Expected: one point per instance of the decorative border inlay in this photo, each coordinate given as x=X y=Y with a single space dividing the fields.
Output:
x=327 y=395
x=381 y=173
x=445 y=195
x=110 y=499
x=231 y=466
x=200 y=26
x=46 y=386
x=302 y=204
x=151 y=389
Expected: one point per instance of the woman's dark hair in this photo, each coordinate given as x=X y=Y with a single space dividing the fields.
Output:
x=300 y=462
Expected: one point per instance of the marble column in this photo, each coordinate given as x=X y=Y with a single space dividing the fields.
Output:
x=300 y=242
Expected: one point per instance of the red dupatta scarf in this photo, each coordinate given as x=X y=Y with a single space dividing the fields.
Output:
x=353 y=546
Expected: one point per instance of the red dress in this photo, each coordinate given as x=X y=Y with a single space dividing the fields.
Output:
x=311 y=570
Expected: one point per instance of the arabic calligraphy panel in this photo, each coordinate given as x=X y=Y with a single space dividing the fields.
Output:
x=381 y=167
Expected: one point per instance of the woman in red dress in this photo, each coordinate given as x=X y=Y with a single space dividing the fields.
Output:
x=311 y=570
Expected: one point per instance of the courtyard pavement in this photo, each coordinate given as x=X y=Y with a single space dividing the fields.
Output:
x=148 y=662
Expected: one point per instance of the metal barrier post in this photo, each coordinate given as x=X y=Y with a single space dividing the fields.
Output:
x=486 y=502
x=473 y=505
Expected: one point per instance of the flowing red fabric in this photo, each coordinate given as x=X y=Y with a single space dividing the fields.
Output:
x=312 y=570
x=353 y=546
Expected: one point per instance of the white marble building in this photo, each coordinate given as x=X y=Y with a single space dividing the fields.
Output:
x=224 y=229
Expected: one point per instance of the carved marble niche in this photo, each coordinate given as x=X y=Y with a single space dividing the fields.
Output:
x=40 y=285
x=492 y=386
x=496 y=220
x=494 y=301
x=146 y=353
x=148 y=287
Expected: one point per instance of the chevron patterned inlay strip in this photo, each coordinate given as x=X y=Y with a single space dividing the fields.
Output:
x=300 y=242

__WHAT TO WORK ON__: The required answer is every line of the data, duplicated exactly.

__ANSWER SPACE__:
Expected: one point per instance of the decorative border inlay in this photo, each coordinate given as x=X y=Y with a single space dividing the fields.
Output:
x=327 y=395
x=381 y=173
x=445 y=195
x=110 y=499
x=231 y=466
x=200 y=26
x=46 y=386
x=302 y=204
x=151 y=389
Expected: one point per instance of the woman's dark hair in this photo, each coordinate given as x=X y=Y with a single space dividing the fields.
Output:
x=300 y=462
Expected: one point per instance of the marble column in this photo, each coordinate given as x=X y=Y with a single space dividing the fields.
Output:
x=300 y=242
Expected: one point per instance of the red dupatta scarf in this photo, each coordinate given as x=X y=Y with a single space dividing the fields.
Output:
x=353 y=546
Expected: one point per instance of the red dress in this photo, each coordinate given as x=X y=Y with a single space dividing the fields.
Output:
x=311 y=570
Expected: one point per instance of the arabic calligraphy panel in this photo, each coordinate given as x=X y=Y with a single space dividing the fields.
Output:
x=381 y=167
Expected: one point per instance of the woman in red dress in this photo, each coordinate given as x=X y=Y with a single space dividing the fields.
Output:
x=311 y=570
Expected: one point per instance of the courtyard pavement in this photo, each coordinate given as x=X y=Y with a single space dividing the fields.
Output:
x=148 y=662
Expected: one point per instance of the metal barrier post in this photo, each coordinate given as x=X y=Y with a single space dividing the fields.
Output:
x=486 y=502
x=473 y=505
Expected: one point per instance of the flowing red fabric in this photo, each coordinate given as x=X y=Y with a single space dividing the fields.
Output:
x=312 y=570
x=353 y=546
Expected: one point per instance of the white marble building in this photo, each coordinate given as x=X y=Y with a single space dividing the fields.
Output:
x=224 y=229
Expected: one point per instance of the carved marble niche in this photo, each coordinate given as x=X y=Y with a single space dividing the fields.
Output:
x=40 y=285
x=492 y=386
x=496 y=220
x=494 y=301
x=146 y=353
x=148 y=287
Expected: one point per instance of the chevron patterned inlay strip in this photo, each coordinate given as x=X y=Y with a single space dividing the fields.
Output:
x=300 y=242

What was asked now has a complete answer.